**Source extract:**
^^^^

# NSW: 11/5 Wyong Creek Bass



## 2busyyakkin80 (Mar 6, 2011)

G'day all!!

Went & played with some Bass on Wyong Creek last Friday, launched at 7am & headed up to a heavily snagged area & managed a nice 34cm specimen, then headed to a crossing where you gotta get out, unload all your gear and drag the yak up & over the bank then repack the craft and continue the voyage upstream! Unfortunately I had a mishap slipping on my behind & smackin' the back of my head on a log but no long term damage was done! the log was ok too for those wondering! :lol: :lol: 
I guess I'd covered another km or so of water to land another 4 Bass

On the way back, my final catch was another 34cm Bass on a spinnerbait normally used on cod, this fish went hard! straight into a snag so I carefully worked the fish back out & into my craft 

A real heart-stopper when a good Bass snags up & your'e frantically but carefully trying to un-snag the bugger! 
I think I was lucky on this occasion! 8)

Cheers & happy fishin'!!


----------



## rawprawn (Aug 31, 2005)

Wow that is fantastic. I must get up there myself soon.


----------



## Frocklizard (Aug 19, 2010)

Nice work


----------



## dru (Dec 13, 2008)

It's not just 34cm it looks FAT. Lovely catch. Where the bloody hell is Wyong Ck?

^^^^

**Listed entries:**
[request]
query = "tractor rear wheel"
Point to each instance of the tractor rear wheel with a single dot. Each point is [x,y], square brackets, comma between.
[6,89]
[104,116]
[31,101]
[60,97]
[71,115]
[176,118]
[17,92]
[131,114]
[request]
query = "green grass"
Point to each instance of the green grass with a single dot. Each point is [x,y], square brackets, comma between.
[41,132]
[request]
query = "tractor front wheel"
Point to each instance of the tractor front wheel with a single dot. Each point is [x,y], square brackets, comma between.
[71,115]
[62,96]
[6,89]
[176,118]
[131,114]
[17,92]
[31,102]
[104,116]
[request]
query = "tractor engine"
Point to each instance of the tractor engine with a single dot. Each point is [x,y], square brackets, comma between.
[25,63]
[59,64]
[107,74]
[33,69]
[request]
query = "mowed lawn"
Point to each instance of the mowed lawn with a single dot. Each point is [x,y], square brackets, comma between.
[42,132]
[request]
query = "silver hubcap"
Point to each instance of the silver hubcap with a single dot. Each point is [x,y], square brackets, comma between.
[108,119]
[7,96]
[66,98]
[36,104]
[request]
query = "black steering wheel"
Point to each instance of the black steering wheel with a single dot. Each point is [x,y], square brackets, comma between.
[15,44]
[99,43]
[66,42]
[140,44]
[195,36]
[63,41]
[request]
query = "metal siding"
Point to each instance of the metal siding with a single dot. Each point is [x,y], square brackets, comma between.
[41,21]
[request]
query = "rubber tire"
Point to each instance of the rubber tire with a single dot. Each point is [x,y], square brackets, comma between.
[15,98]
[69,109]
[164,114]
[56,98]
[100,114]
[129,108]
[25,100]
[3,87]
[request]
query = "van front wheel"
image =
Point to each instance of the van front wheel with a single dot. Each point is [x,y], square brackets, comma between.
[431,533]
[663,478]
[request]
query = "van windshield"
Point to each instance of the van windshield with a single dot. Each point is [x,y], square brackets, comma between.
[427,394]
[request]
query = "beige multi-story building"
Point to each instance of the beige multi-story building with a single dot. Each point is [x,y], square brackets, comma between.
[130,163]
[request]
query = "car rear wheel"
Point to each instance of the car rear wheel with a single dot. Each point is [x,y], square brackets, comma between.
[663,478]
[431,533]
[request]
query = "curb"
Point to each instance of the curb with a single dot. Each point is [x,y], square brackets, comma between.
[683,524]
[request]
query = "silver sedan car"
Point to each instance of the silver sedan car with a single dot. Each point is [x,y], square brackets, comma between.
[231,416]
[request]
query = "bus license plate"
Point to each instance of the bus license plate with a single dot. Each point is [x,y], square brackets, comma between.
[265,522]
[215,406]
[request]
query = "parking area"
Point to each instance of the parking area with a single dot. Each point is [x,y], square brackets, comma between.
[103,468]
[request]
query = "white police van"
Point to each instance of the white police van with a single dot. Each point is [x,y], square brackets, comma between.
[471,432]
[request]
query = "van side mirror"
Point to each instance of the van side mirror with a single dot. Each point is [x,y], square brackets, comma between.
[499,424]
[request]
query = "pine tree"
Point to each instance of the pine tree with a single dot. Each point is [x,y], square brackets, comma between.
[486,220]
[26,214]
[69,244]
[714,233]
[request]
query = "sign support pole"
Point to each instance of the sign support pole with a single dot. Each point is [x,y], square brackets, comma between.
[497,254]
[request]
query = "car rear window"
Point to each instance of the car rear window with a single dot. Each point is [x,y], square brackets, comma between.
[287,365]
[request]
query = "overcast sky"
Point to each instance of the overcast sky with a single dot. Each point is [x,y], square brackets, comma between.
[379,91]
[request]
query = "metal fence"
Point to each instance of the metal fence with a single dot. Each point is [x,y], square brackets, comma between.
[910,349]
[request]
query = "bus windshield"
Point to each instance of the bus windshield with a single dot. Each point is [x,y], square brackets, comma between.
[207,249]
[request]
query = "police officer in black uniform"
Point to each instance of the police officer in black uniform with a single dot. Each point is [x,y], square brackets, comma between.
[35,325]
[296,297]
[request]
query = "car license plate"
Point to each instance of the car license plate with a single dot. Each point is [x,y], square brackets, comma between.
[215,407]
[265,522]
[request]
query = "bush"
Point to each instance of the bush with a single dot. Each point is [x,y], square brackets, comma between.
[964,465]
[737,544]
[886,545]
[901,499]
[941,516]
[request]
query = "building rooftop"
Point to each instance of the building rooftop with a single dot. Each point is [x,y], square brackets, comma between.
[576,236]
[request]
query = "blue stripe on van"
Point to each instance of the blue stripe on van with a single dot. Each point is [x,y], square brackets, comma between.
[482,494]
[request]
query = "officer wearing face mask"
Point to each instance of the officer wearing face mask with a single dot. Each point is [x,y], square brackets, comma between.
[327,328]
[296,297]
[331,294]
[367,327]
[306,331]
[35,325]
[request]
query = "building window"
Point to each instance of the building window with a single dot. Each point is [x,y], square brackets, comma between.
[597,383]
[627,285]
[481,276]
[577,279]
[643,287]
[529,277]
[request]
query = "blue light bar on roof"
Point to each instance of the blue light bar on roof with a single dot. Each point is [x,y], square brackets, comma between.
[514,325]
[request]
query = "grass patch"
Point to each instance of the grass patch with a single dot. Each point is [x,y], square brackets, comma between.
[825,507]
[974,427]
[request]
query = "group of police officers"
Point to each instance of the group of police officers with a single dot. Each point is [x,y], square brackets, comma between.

^^^^

**Directions:**
[A] From the Wyong Creek fishing thread above, write out everything from "On the way back, my" down to "this occasion! 8)".
[B] In the Wyong Creek fishing thread above, what lure caught the final 34cm Bass on the way back?

**Results of the exercise:**
[A]
On the way back, my final catch was another 34cm Bass on a spinnerbait normally used on cod, this fish went hard! straight into a snag so I carefully worked the fish back out & into my craft 

A real heart-stopper when a good Bass snags up & your'e frantically but carefully trying to un-snag the bugger! 
I think I was lucky on this occasion! 8)

[B] A spinnerbait normally used on cod.